The output should be the line containing "arched facade with" and every later line of the records, exactly as written, and nothing else.

** Entries shown **

____________________

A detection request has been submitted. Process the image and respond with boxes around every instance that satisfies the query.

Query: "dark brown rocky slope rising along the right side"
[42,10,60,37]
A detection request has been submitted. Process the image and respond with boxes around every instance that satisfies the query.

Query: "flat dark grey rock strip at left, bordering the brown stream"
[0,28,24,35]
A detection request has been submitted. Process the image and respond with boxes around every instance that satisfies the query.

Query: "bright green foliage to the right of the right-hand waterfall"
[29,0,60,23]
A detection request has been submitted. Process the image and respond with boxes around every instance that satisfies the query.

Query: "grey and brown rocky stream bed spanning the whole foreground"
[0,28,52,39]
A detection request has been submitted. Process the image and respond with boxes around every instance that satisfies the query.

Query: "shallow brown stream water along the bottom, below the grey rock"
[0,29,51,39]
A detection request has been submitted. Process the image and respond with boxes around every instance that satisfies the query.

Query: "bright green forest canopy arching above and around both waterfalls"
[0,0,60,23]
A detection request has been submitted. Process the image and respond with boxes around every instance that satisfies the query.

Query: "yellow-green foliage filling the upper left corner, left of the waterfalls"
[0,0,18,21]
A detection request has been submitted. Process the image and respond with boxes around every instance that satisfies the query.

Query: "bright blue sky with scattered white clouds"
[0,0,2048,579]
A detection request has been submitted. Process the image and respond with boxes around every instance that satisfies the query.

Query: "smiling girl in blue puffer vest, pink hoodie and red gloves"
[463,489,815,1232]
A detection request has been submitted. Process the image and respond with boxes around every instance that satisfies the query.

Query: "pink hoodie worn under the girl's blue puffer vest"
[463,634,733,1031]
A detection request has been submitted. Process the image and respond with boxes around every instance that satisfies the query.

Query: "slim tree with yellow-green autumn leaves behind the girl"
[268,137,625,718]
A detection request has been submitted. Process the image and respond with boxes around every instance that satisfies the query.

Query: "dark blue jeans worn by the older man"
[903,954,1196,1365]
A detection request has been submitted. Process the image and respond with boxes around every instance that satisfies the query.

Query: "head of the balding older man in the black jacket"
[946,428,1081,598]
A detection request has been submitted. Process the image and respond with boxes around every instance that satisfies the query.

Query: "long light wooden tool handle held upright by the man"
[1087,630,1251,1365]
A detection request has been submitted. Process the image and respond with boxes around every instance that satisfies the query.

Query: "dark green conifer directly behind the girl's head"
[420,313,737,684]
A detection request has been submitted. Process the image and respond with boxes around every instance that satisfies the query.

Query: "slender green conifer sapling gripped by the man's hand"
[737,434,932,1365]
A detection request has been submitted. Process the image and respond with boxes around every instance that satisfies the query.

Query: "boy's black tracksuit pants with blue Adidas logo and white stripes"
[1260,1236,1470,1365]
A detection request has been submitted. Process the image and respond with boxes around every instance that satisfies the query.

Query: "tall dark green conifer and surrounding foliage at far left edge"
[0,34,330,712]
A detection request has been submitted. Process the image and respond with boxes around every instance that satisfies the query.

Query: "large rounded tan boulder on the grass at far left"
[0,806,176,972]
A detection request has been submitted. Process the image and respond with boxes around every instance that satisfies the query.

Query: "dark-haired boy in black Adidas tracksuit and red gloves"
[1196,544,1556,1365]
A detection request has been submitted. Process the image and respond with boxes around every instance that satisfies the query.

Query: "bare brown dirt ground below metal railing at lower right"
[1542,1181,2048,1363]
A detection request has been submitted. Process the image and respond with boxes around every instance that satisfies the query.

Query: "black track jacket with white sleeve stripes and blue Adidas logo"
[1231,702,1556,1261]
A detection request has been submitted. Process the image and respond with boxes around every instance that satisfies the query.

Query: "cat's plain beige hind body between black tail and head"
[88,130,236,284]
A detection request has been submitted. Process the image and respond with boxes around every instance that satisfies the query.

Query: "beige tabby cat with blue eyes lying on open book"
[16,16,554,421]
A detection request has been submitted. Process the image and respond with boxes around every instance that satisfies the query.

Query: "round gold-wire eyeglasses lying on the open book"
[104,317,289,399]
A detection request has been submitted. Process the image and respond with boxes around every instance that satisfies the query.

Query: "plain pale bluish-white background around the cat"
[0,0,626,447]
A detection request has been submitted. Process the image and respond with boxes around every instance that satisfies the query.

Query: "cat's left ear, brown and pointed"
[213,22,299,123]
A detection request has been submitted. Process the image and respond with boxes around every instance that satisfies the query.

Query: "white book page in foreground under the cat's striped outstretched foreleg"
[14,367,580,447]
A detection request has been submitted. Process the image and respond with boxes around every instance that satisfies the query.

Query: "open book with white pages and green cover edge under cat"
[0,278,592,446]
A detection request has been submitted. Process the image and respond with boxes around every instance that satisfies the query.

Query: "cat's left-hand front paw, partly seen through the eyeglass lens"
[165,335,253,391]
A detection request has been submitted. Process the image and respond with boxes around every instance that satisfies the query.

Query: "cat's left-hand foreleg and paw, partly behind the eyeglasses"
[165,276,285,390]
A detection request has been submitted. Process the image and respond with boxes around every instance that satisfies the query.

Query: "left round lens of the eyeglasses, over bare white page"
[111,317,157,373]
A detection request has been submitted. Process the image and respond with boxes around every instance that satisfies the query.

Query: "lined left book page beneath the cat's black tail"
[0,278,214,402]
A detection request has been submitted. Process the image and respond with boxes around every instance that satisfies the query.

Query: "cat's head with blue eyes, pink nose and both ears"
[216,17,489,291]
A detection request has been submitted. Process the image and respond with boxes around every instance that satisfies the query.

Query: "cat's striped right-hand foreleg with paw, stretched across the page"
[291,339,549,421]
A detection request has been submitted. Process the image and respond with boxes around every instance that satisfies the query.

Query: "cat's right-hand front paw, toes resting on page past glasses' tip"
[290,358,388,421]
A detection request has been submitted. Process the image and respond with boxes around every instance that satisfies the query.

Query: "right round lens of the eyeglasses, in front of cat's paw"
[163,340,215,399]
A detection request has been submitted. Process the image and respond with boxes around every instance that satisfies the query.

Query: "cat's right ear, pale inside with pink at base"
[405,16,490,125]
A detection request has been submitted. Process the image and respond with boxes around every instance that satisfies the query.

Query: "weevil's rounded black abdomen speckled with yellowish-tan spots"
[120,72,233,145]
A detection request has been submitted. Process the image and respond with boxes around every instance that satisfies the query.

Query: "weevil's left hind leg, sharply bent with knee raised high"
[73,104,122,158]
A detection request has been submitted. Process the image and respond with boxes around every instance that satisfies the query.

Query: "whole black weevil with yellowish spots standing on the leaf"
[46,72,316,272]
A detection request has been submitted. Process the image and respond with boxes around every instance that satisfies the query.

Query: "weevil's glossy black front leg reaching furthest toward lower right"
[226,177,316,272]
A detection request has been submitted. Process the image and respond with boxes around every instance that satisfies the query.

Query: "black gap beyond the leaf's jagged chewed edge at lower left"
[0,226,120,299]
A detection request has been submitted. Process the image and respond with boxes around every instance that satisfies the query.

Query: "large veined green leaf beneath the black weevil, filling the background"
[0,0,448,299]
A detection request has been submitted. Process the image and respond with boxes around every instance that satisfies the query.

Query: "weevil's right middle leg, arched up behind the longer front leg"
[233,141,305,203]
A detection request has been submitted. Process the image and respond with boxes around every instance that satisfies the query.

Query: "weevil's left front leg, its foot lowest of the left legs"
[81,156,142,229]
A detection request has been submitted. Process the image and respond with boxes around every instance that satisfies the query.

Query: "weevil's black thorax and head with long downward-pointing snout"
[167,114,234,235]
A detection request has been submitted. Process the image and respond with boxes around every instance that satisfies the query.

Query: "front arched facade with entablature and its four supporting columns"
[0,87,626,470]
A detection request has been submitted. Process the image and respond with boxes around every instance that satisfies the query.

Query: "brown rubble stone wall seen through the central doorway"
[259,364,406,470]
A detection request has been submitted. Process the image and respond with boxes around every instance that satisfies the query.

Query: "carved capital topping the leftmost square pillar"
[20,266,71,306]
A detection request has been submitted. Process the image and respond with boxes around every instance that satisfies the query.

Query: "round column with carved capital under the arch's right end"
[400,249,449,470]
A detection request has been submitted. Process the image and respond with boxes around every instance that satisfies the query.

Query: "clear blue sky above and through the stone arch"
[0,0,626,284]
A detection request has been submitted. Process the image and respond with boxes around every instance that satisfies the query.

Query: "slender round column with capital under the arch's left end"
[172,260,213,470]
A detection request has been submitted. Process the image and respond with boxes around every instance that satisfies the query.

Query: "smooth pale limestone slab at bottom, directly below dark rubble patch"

____________________

** Result of this exercise **
Query: "front arched facade with entablature and its four supporting columns"
[0,87,626,470]
A detection request has been submitted. Process the image and respond with boxes around every instance that satisfies the query.

Query: "brown rubble stone wall seen through the central doorway"
[259,364,406,470]
A detection request has been submitted. Process the image and respond with boxes around every instance that satisfies the query.

Query: "carved capital topping the leftmost square pillar"
[20,266,71,306]
A detection request has been submitted. Process the image and respond with boxes around every instance that satisfies the query.

Query: "round column with carved capital under the arch's right end"
[400,249,449,470]
A detection request has been submitted. Process the image and respond with boxes around every instance that satisfies the query.

Query: "clear blue sky above and through the stone arch"
[0,0,626,284]
A detection request has been submitted. Process the image and respond with boxes around every instance that satisfies the query.

Query: "slender round column with capital under the arch's left end"
[172,260,213,470]
A detection request has been submitted. Process the image and respond with boxes around every instance that satisfies the query.

Query: "smooth pale limestone slab at bottom, directly below dark rubble patch"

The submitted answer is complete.